GIVEN RECORDS:
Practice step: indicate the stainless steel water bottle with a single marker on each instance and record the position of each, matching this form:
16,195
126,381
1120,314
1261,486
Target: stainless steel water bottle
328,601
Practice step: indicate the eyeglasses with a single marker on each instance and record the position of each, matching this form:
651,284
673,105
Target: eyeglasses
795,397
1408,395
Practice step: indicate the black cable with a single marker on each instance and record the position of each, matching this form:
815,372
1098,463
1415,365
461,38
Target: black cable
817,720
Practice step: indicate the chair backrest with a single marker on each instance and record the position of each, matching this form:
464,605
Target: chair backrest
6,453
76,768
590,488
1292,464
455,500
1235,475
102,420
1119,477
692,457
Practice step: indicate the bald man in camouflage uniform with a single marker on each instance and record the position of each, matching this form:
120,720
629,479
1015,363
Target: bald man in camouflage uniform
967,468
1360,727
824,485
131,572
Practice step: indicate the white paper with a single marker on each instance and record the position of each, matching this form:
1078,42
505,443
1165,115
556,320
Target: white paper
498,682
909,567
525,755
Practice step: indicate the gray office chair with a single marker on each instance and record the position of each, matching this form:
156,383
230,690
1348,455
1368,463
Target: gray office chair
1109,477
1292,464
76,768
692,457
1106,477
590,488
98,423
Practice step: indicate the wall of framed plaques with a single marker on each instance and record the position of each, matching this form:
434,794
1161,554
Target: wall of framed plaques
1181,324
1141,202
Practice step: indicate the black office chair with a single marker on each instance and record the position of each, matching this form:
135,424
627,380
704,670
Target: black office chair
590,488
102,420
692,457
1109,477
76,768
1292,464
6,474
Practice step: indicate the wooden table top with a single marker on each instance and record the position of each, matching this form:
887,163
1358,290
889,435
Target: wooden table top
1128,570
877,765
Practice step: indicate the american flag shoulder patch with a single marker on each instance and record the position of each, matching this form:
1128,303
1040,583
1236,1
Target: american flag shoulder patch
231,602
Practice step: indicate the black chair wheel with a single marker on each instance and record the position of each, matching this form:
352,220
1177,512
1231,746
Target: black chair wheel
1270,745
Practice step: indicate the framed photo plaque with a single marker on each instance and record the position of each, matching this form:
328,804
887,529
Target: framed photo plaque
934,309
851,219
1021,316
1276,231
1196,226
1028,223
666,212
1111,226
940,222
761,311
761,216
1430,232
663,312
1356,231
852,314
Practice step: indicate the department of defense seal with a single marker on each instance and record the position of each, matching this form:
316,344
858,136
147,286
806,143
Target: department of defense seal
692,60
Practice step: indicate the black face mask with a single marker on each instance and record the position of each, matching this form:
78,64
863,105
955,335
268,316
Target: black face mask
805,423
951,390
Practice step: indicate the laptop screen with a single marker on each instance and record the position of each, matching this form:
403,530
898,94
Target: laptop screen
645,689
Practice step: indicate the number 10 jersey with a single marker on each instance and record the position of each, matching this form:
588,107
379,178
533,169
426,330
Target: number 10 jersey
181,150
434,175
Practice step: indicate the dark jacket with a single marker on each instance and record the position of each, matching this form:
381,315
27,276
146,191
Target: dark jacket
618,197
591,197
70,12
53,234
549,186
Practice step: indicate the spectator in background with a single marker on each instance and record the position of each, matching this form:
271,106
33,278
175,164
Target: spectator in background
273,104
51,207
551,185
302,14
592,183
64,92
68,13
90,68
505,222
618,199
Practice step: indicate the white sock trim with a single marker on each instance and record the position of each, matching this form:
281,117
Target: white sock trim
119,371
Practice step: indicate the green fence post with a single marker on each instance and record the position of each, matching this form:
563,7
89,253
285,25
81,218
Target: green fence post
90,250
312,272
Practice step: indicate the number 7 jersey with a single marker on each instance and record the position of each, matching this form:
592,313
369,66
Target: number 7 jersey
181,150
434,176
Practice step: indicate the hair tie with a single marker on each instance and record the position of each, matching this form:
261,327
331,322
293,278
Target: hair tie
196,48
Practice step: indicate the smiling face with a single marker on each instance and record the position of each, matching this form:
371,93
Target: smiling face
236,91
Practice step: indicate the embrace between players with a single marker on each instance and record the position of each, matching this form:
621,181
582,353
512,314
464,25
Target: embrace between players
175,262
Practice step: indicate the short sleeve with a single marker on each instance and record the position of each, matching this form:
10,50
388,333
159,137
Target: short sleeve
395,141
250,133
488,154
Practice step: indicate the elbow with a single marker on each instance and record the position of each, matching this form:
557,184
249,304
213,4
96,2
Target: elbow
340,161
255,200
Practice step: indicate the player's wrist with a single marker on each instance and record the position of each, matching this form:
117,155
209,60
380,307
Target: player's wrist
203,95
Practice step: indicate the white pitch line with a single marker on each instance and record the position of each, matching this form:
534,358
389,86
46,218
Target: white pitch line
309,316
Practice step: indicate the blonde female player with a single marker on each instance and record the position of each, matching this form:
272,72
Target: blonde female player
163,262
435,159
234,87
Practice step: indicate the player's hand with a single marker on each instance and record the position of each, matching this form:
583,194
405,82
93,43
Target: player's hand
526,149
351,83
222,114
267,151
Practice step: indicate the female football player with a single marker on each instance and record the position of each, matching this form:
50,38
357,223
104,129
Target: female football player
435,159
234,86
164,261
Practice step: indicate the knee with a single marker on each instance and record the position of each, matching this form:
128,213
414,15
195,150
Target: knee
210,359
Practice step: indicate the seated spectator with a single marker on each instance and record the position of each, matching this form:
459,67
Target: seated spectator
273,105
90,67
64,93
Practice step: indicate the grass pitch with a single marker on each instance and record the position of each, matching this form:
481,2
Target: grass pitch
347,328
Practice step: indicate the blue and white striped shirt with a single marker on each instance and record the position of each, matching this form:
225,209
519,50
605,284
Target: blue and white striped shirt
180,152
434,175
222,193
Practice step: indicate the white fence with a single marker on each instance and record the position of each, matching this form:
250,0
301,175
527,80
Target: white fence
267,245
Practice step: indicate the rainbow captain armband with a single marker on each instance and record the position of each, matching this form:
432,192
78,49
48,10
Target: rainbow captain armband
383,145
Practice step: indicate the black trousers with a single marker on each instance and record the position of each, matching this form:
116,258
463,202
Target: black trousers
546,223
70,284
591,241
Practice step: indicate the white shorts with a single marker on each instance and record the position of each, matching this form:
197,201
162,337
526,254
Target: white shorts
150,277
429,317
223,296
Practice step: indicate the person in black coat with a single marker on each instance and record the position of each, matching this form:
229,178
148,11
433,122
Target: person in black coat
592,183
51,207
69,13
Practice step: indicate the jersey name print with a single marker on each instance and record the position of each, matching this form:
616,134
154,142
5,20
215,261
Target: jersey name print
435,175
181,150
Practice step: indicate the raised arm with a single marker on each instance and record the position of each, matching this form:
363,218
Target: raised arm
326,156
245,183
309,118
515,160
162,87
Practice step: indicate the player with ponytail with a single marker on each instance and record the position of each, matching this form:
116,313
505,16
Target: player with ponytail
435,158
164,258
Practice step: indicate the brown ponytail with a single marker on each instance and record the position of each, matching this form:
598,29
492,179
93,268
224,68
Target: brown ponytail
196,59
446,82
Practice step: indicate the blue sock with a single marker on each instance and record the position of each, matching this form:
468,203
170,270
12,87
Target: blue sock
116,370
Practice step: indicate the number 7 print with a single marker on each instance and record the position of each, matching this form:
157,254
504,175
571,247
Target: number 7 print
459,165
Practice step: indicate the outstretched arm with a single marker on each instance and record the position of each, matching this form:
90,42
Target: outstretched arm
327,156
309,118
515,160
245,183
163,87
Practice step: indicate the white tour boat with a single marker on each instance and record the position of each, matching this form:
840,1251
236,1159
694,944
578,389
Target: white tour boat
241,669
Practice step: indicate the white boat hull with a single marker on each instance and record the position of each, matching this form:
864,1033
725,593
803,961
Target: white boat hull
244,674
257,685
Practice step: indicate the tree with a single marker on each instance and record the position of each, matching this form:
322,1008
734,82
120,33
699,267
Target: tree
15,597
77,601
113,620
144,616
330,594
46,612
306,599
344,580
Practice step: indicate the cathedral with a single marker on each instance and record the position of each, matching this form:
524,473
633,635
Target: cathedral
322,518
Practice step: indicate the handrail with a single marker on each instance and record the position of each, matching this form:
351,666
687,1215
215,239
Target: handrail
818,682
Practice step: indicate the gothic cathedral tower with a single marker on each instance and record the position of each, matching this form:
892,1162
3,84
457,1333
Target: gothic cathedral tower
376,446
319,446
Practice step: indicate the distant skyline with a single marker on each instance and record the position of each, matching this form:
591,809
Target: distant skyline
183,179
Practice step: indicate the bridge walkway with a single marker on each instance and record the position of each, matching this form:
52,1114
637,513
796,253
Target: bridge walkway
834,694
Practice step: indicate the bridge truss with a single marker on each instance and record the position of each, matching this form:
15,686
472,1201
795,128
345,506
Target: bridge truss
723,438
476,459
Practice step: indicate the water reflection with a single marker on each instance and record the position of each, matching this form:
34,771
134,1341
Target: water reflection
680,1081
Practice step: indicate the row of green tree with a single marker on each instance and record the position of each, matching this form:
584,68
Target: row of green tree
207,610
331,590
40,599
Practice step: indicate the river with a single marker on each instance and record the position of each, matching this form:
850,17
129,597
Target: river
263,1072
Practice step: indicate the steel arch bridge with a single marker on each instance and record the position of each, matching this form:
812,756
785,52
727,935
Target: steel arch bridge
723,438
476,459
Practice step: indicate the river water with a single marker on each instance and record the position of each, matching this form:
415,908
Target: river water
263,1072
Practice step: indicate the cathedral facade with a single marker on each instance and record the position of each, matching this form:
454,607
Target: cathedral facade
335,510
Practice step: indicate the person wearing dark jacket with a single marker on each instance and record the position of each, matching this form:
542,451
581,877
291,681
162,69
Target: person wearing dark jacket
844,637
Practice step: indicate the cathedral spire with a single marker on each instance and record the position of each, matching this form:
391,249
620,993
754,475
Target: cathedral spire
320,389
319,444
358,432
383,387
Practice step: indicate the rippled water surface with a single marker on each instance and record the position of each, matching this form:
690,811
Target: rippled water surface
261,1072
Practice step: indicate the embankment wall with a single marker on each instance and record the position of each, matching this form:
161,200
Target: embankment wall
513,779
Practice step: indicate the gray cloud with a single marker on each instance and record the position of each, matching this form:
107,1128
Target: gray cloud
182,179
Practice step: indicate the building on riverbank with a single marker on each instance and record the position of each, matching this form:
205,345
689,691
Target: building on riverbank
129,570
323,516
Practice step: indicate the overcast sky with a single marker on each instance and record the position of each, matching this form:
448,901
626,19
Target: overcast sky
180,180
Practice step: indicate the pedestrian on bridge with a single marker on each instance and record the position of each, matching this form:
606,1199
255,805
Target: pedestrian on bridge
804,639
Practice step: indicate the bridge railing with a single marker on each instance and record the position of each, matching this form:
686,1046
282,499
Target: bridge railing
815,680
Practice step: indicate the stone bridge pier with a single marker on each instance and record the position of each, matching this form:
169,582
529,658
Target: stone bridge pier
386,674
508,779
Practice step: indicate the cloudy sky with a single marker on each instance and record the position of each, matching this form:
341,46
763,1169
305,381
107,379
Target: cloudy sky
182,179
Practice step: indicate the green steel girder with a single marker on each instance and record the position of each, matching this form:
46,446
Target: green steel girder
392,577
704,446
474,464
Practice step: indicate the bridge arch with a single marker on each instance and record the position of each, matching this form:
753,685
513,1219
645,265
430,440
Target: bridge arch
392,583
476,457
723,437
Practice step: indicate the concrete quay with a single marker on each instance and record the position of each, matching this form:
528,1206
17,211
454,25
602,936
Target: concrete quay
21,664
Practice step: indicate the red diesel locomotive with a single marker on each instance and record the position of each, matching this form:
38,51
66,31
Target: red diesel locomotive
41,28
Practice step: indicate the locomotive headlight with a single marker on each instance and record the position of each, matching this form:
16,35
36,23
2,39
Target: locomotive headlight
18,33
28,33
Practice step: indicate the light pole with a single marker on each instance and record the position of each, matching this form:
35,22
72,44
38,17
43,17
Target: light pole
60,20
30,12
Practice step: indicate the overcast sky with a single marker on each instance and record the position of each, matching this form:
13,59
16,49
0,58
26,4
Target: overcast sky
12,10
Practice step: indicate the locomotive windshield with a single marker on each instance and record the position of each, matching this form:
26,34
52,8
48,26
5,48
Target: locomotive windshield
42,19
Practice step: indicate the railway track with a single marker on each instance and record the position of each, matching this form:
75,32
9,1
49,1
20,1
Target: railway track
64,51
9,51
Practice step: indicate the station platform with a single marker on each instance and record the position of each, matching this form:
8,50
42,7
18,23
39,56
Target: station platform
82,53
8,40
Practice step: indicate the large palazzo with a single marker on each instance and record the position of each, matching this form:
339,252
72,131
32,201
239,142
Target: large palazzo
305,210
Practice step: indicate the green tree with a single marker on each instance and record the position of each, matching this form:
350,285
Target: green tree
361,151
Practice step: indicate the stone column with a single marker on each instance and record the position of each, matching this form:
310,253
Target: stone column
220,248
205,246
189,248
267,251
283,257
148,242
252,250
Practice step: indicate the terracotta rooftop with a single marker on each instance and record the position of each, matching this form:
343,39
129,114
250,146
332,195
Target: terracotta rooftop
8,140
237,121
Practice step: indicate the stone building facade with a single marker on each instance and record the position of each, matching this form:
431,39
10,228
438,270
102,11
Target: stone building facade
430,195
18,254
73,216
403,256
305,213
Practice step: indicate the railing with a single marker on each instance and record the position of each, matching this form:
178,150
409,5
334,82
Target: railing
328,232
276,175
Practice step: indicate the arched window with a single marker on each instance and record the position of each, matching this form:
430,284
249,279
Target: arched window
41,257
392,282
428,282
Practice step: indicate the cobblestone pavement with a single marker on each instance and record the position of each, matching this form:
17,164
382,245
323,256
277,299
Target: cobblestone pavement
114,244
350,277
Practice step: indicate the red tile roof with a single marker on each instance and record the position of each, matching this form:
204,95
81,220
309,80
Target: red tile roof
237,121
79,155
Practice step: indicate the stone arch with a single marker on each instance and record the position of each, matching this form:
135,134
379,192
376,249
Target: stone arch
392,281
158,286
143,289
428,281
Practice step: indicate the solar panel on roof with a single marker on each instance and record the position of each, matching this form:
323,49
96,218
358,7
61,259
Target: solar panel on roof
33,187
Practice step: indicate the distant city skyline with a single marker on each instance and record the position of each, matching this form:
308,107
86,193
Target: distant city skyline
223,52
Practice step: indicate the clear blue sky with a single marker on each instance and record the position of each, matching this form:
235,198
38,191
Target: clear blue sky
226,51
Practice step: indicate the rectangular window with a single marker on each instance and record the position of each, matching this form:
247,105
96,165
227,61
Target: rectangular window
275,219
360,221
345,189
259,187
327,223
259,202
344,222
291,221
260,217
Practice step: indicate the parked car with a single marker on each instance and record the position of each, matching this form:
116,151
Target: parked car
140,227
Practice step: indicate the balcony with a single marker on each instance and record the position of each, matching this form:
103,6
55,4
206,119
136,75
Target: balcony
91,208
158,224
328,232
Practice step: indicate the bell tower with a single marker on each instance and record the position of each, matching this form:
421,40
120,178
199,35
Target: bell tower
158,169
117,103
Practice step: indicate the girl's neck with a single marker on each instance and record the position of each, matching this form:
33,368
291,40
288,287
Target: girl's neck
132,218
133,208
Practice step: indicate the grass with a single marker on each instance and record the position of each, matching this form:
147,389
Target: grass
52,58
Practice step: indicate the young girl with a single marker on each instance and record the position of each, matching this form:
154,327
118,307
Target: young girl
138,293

INSTRUCTIONS TO FOLLOW: Render the stretch from the line containing "Practice step: indicate the young" through the end of the records as a Markdown table with the columns Row and Line, numbering each line in order and omitting any blank lines.

OUTPUT OF THE EXERCISE:
| Row | Line |
|---|---|
| 1 | Practice step: indicate the young girl with a single marker on each instance and record the position of each, matching this form: |
| 2 | 154,327 |
| 3 | 118,307 |
| 4 | Target: young girl |
| 5 | 138,293 |